■ **WHAT YOU SHOULD DO**: Reproduce word for word the lines of the listing below from the line containing "like point(322, 212)." through the line containing "point(543, 52)", including both of those lines.
┄┄┄┄┄┄┄┄┄┄
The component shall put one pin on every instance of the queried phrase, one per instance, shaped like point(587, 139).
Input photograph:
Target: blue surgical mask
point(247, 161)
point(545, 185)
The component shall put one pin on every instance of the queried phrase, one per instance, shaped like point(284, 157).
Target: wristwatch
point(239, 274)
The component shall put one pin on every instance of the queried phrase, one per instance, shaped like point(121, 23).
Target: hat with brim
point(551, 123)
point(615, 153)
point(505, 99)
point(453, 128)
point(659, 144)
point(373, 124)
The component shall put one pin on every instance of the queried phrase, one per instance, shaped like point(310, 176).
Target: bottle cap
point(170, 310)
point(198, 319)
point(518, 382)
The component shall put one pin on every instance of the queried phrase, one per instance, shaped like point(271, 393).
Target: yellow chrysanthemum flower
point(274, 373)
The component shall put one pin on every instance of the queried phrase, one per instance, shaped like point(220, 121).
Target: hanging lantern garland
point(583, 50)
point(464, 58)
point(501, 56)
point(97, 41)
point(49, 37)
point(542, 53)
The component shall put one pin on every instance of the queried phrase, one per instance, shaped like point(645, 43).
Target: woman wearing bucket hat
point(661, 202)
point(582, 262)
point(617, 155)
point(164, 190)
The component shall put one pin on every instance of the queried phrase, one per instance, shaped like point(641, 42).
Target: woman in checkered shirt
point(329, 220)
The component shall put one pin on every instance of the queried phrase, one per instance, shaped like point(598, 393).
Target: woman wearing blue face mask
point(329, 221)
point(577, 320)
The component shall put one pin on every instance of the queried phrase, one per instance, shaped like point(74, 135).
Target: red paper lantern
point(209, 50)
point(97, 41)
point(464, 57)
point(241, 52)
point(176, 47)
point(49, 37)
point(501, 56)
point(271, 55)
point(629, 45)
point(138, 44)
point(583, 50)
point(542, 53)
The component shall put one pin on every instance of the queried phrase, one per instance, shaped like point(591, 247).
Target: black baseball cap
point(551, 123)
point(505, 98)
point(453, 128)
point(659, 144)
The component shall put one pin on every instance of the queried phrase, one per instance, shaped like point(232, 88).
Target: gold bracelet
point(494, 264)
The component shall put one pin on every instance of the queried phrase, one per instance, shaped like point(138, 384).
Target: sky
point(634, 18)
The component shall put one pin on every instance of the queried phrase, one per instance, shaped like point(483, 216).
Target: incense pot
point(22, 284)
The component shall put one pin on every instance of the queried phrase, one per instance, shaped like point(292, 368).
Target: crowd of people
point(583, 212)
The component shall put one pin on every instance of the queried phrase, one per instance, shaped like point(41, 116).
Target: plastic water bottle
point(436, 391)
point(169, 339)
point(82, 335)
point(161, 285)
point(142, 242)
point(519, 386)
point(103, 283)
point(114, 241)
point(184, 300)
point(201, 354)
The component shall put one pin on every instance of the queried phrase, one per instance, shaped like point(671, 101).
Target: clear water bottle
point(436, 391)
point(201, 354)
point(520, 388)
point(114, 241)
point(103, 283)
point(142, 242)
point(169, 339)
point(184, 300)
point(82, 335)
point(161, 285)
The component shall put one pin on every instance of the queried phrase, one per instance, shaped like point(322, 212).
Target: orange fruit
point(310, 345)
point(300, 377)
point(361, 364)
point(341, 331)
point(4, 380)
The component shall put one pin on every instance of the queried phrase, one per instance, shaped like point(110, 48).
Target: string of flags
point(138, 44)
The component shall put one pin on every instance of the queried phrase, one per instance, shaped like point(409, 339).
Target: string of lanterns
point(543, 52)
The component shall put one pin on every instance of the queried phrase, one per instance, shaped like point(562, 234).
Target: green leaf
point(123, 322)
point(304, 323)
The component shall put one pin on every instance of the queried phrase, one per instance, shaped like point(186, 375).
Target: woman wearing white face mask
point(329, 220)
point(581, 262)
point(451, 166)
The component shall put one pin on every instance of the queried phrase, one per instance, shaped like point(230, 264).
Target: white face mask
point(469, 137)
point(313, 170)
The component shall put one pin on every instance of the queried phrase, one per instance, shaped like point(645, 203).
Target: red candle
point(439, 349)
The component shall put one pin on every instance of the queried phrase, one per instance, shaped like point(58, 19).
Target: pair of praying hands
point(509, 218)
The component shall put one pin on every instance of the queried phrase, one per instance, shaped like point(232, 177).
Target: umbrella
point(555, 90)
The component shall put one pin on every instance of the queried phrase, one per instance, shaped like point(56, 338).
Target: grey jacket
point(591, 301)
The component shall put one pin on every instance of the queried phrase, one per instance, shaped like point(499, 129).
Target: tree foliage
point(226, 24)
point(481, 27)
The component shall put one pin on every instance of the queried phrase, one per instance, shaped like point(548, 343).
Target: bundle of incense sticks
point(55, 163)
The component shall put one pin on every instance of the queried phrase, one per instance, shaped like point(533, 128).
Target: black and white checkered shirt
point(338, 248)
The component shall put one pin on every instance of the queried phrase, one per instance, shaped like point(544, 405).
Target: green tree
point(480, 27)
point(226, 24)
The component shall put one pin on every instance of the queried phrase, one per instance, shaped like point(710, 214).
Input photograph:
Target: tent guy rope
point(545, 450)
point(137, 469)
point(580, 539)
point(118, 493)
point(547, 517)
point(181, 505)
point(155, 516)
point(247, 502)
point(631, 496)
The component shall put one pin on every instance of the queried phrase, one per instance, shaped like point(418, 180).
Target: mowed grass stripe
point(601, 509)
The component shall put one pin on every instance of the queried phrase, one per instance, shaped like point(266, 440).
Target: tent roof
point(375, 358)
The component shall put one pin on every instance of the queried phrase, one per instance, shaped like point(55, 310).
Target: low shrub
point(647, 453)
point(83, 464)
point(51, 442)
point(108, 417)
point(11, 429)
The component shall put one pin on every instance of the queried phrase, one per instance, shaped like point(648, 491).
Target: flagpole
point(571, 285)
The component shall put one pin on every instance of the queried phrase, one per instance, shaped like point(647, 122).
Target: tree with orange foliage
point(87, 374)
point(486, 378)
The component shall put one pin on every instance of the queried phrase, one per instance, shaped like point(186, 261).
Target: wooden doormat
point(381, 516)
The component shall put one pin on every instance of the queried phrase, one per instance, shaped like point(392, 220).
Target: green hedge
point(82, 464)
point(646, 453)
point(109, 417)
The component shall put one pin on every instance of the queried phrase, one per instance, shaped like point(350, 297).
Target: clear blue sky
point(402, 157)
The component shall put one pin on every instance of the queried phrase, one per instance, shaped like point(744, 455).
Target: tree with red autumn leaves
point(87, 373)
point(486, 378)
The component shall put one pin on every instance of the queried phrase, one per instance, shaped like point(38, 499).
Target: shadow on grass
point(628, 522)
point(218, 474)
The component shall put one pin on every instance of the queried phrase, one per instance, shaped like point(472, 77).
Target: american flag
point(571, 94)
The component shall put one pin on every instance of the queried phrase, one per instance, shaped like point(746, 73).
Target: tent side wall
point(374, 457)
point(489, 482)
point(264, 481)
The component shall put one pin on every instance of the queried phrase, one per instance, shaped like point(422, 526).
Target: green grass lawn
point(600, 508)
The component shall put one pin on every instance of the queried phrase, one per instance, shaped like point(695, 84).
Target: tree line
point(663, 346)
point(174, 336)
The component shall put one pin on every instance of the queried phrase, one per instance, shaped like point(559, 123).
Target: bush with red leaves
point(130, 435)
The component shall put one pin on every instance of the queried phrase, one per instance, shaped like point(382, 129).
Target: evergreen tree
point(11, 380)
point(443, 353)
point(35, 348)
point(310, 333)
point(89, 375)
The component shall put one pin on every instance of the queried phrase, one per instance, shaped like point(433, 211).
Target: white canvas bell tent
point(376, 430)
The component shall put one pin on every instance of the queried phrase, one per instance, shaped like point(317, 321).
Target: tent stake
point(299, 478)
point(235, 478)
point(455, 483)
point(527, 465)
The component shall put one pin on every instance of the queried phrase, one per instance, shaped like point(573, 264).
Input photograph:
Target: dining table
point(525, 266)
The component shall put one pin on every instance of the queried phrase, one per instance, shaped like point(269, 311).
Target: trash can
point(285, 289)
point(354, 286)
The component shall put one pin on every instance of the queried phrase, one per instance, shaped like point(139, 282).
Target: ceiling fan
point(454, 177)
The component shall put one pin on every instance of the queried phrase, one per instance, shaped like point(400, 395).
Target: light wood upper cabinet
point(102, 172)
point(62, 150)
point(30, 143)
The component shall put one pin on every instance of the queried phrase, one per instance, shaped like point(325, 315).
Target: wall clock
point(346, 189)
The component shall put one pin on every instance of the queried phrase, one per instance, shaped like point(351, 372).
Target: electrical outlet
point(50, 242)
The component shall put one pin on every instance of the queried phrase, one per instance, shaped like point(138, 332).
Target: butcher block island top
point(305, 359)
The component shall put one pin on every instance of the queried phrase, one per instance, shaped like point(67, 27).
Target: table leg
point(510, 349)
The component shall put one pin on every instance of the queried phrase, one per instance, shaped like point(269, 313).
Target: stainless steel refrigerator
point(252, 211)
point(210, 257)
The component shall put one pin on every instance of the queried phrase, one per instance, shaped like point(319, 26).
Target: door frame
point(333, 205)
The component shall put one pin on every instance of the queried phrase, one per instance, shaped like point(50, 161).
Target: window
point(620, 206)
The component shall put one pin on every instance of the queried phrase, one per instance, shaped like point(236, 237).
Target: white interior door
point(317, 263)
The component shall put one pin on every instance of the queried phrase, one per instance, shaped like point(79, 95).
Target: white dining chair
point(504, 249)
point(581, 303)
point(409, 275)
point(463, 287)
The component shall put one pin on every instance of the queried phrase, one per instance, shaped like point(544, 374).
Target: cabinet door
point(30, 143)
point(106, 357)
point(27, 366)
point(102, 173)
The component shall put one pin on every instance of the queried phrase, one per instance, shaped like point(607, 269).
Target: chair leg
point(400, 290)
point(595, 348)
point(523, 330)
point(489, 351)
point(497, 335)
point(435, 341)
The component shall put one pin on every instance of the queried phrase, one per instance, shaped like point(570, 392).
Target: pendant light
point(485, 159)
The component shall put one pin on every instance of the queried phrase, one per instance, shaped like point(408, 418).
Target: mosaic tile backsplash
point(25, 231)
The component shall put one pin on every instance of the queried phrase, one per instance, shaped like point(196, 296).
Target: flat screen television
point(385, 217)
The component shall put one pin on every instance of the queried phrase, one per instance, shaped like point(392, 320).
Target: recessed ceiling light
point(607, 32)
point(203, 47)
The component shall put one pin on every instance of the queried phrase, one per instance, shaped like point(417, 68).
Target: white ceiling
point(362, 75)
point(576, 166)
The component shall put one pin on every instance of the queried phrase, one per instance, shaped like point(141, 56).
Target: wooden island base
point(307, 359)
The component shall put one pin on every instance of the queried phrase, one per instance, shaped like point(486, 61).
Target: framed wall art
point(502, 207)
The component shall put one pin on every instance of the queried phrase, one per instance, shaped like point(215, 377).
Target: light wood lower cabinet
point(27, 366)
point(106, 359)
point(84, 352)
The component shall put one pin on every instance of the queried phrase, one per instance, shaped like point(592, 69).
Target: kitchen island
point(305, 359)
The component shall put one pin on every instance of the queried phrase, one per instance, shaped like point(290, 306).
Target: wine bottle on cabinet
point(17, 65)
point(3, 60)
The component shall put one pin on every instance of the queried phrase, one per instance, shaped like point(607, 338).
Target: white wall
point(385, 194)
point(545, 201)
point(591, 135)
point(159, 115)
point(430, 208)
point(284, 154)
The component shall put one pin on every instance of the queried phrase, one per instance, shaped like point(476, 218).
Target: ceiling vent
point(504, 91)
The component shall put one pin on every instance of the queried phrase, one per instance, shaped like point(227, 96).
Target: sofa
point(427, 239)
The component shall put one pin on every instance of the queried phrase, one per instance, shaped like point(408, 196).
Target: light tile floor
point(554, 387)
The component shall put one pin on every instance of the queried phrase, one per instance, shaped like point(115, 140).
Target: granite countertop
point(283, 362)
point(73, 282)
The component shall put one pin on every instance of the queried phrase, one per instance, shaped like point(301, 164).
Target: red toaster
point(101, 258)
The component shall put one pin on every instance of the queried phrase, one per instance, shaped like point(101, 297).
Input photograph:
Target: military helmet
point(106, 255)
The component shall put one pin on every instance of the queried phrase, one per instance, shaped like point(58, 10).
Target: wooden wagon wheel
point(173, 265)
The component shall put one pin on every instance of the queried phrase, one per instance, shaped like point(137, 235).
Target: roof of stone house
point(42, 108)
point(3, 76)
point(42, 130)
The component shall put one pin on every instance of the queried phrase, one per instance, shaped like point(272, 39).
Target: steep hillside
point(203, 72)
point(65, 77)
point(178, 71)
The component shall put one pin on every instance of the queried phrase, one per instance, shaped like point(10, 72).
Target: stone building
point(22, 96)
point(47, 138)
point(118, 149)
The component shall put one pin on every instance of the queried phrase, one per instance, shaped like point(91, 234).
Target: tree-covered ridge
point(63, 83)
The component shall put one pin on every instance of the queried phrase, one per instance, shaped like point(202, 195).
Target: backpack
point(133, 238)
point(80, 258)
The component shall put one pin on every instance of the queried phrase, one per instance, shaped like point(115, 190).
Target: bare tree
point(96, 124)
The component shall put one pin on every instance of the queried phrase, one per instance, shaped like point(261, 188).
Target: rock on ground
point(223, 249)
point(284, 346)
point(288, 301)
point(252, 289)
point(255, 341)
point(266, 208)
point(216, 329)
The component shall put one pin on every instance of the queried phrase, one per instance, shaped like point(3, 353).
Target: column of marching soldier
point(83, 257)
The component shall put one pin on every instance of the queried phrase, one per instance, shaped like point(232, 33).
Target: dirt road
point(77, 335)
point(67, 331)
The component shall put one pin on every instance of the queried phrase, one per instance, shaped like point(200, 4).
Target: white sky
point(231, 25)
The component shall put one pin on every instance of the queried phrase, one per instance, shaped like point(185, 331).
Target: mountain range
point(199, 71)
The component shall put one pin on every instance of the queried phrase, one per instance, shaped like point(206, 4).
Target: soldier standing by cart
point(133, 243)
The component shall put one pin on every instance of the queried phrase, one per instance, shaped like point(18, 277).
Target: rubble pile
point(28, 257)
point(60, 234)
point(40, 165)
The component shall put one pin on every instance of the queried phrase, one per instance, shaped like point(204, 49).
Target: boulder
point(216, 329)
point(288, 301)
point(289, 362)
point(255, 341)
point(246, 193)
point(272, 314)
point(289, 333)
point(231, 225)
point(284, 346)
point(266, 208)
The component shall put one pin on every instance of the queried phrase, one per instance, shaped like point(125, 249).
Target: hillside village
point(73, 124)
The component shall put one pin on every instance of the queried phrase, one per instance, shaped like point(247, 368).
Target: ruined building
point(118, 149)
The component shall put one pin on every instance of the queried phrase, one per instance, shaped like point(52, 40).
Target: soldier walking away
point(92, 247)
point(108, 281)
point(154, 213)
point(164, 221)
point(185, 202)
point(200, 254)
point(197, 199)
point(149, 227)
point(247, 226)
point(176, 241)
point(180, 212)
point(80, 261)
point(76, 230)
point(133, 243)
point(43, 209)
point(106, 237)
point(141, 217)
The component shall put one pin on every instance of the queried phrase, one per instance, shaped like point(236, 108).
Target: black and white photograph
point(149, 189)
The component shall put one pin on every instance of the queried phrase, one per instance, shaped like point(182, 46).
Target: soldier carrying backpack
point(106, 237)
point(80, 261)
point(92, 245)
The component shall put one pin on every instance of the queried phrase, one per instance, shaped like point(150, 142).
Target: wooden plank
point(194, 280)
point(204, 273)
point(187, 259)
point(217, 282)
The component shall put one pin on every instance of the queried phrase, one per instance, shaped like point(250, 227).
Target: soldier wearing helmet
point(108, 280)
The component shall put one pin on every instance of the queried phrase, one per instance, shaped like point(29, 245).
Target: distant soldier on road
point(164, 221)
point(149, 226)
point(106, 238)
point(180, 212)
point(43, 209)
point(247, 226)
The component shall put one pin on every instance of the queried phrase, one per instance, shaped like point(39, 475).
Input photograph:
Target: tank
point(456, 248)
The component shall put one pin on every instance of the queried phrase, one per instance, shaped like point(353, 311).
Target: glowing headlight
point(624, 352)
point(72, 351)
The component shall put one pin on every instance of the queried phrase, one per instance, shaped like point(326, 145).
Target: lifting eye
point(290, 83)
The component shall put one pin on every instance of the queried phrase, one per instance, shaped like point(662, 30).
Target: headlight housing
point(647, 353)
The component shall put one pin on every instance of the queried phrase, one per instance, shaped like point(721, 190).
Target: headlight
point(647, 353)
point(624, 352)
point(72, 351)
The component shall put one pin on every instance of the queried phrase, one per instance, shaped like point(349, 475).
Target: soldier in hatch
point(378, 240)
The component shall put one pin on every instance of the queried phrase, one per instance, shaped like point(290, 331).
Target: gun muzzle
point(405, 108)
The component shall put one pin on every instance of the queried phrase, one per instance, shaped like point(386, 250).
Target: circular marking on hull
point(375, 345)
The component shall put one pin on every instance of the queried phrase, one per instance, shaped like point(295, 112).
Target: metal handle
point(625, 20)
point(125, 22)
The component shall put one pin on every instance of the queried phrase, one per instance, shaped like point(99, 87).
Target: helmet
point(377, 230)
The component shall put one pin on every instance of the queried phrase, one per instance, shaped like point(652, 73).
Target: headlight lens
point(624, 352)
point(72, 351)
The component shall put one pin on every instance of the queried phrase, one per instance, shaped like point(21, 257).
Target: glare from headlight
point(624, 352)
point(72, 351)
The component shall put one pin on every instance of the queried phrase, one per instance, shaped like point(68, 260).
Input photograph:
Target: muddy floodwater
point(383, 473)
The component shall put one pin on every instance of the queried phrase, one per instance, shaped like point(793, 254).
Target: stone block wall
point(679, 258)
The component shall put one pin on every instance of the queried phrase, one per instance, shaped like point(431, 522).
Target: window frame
┄┄┄┄┄┄┄┄┄┄
■ **FULL OUTPUT**:
The component shall put one pin on every instance of the queried phrase, one per instance, shaped like point(322, 212).
Target: orange fruit
point(310, 345)
point(300, 377)
point(361, 364)
point(341, 331)
point(4, 380)
The component shall put one pin on every instance of the queried phrase, one per instance, shaped like point(110, 48).
Target: string of flags
point(138, 44)
The component shall put one pin on every instance of the queried phrase, one per instance, shaped like point(409, 339).
Target: string of lanterns
point(543, 52)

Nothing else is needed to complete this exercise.